## [What needs to be done]
Return every line of the material below without changing a character, and leave the pictures out.

_ _ _ _

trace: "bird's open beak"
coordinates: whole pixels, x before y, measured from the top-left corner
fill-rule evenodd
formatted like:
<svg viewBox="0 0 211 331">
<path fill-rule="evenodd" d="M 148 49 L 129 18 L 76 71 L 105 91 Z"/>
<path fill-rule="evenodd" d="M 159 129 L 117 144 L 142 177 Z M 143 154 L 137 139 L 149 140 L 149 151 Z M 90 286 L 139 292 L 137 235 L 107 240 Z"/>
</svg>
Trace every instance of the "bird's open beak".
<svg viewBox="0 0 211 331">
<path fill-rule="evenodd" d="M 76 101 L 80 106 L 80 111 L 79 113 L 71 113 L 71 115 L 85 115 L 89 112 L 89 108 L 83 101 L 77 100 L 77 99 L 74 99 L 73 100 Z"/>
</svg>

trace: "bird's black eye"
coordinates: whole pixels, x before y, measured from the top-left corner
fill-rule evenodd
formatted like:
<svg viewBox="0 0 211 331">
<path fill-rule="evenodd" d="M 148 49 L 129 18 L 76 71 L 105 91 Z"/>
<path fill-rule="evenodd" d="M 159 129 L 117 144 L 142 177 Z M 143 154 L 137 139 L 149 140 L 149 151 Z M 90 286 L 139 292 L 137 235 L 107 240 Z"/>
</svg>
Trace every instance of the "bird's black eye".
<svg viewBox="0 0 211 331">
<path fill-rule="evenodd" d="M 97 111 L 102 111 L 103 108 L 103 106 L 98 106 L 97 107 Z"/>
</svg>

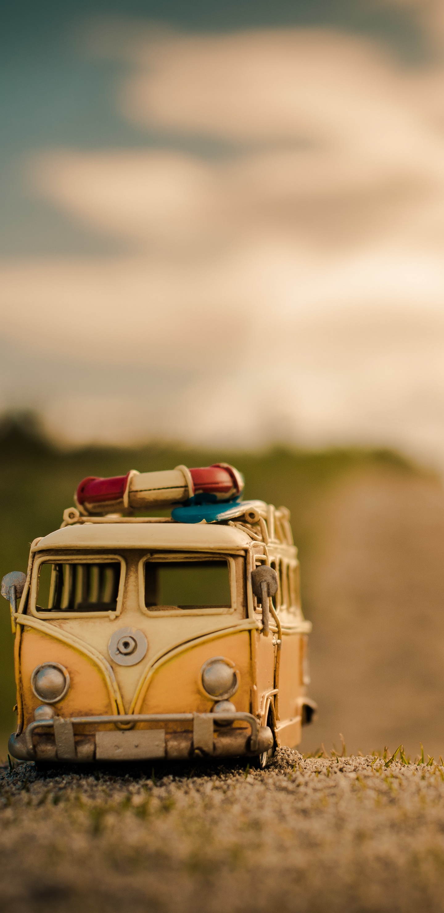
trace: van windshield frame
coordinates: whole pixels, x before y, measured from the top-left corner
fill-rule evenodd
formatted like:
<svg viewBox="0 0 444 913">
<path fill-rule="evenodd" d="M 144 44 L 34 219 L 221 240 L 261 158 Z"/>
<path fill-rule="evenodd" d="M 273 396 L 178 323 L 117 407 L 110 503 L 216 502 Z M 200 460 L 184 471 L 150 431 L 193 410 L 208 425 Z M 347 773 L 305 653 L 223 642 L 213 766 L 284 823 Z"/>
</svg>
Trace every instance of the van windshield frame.
<svg viewBox="0 0 444 913">
<path fill-rule="evenodd" d="M 184 615 L 228 615 L 234 614 L 238 608 L 238 587 L 237 587 L 237 568 L 236 563 L 239 558 L 234 555 L 227 554 L 226 552 L 202 552 L 202 551 L 151 551 L 148 554 L 143 555 L 143 557 L 139 561 L 139 606 L 141 612 L 145 615 L 149 615 L 150 618 L 165 618 L 168 616 L 183 617 Z M 240 557 L 240 561 L 242 561 Z M 191 564 L 193 562 L 204 562 L 208 563 L 217 561 L 217 562 L 227 562 L 229 576 L 229 589 L 231 595 L 231 605 L 226 606 L 210 606 L 210 607 L 196 607 L 196 608 L 178 608 L 171 605 L 159 606 L 150 608 L 145 605 L 145 565 L 150 561 L 155 563 L 182 563 Z"/>
<path fill-rule="evenodd" d="M 54 611 L 53 609 L 40 609 L 37 605 L 37 594 L 38 594 L 38 581 L 40 575 L 40 569 L 44 564 L 120 564 L 121 565 L 121 578 L 119 581 L 119 591 L 117 593 L 117 603 L 115 609 L 100 609 L 90 612 L 73 612 L 60 610 Z M 34 566 L 32 570 L 31 577 L 31 587 L 29 593 L 28 602 L 28 614 L 34 615 L 35 618 L 45 618 L 45 619 L 56 619 L 56 618 L 117 618 L 122 609 L 123 603 L 123 590 L 125 586 L 126 578 L 126 561 L 122 555 L 115 553 L 104 553 L 96 552 L 87 554 L 58 554 L 55 553 L 43 553 L 39 554 L 34 561 Z"/>
</svg>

_ _ _ _

## [Full response]
trace: "bird's open beak"
coordinates: whole pixels, x before y, measured from the top-left corner
fill-rule evenodd
formatted like:
<svg viewBox="0 0 211 331">
<path fill-rule="evenodd" d="M 148 49 L 129 18 L 76 71 L 105 91 Z"/>
<path fill-rule="evenodd" d="M 159 129 L 117 144 L 142 177 Z M 143 154 L 137 139 L 149 140 L 149 151 Z M 90 286 L 139 292 L 137 235 L 107 240 Z"/>
</svg>
Trace every instance of the "bird's open beak".
<svg viewBox="0 0 211 331">
<path fill-rule="evenodd" d="M 76 101 L 80 106 L 80 111 L 79 113 L 71 113 L 71 115 L 85 115 L 89 112 L 89 108 L 83 101 L 77 100 L 77 99 L 74 99 L 73 100 Z"/>
</svg>

trace: "bird's black eye"
coordinates: whole pixels, x before y, measured from the top-left corner
fill-rule evenodd
formatted like:
<svg viewBox="0 0 211 331">
<path fill-rule="evenodd" d="M 148 49 L 129 18 L 76 71 L 105 91 Z"/>
<path fill-rule="evenodd" d="M 159 129 L 117 144 L 142 177 Z M 143 154 L 137 139 L 149 140 L 149 151 Z M 90 286 L 139 292 L 137 235 L 107 240 Z"/>
</svg>
Trace every instance of the "bird's black eye".
<svg viewBox="0 0 211 331">
<path fill-rule="evenodd" d="M 97 111 L 102 111 L 103 108 L 103 106 L 98 106 L 97 107 Z"/>
</svg>

trace: van windshield frame
coordinates: whole pixels, x before y, measured from the top-left corner
fill-rule evenodd
formatted like:
<svg viewBox="0 0 444 913">
<path fill-rule="evenodd" d="M 144 44 L 34 219 L 221 240 L 261 158 Z"/>
<path fill-rule="evenodd" d="M 273 396 L 178 323 L 117 407 L 110 503 L 216 502 Z M 200 460 L 184 471 L 150 431 L 193 410 L 208 425 Z M 347 773 L 305 653 L 223 642 L 213 766 L 284 823 Z"/>
</svg>
Trace every instance of the van windshield frame.
<svg viewBox="0 0 444 913">
<path fill-rule="evenodd" d="M 184 615 L 228 615 L 234 614 L 238 608 L 238 587 L 237 587 L 237 568 L 236 563 L 239 558 L 234 555 L 227 554 L 226 552 L 202 552 L 202 551 L 151 551 L 148 554 L 143 555 L 143 557 L 139 561 L 139 606 L 141 612 L 145 615 L 149 615 L 150 618 L 165 618 L 168 616 L 183 617 Z M 240 557 L 240 561 L 242 561 Z M 191 564 L 193 562 L 204 562 L 208 563 L 217 561 L 217 562 L 227 562 L 229 576 L 229 589 L 231 595 L 231 605 L 226 606 L 210 606 L 210 607 L 196 607 L 196 608 L 178 608 L 171 605 L 159 606 L 150 608 L 145 605 L 145 565 L 150 561 L 155 563 L 182 563 Z"/>
<path fill-rule="evenodd" d="M 54 611 L 53 609 L 40 609 L 37 605 L 37 594 L 38 594 L 38 581 L 40 575 L 40 569 L 44 564 L 120 564 L 121 565 L 121 578 L 119 581 L 119 591 L 117 593 L 117 603 L 115 609 L 100 609 L 90 612 L 73 612 L 60 610 Z M 34 566 L 32 570 L 31 577 L 31 587 L 29 593 L 28 602 L 28 614 L 34 615 L 35 618 L 45 618 L 45 619 L 56 619 L 56 618 L 117 618 L 122 609 L 123 603 L 123 590 L 125 586 L 126 578 L 126 561 L 122 555 L 115 553 L 104 553 L 96 552 L 87 554 L 58 554 L 55 553 L 43 553 L 39 554 L 34 561 Z"/>
</svg>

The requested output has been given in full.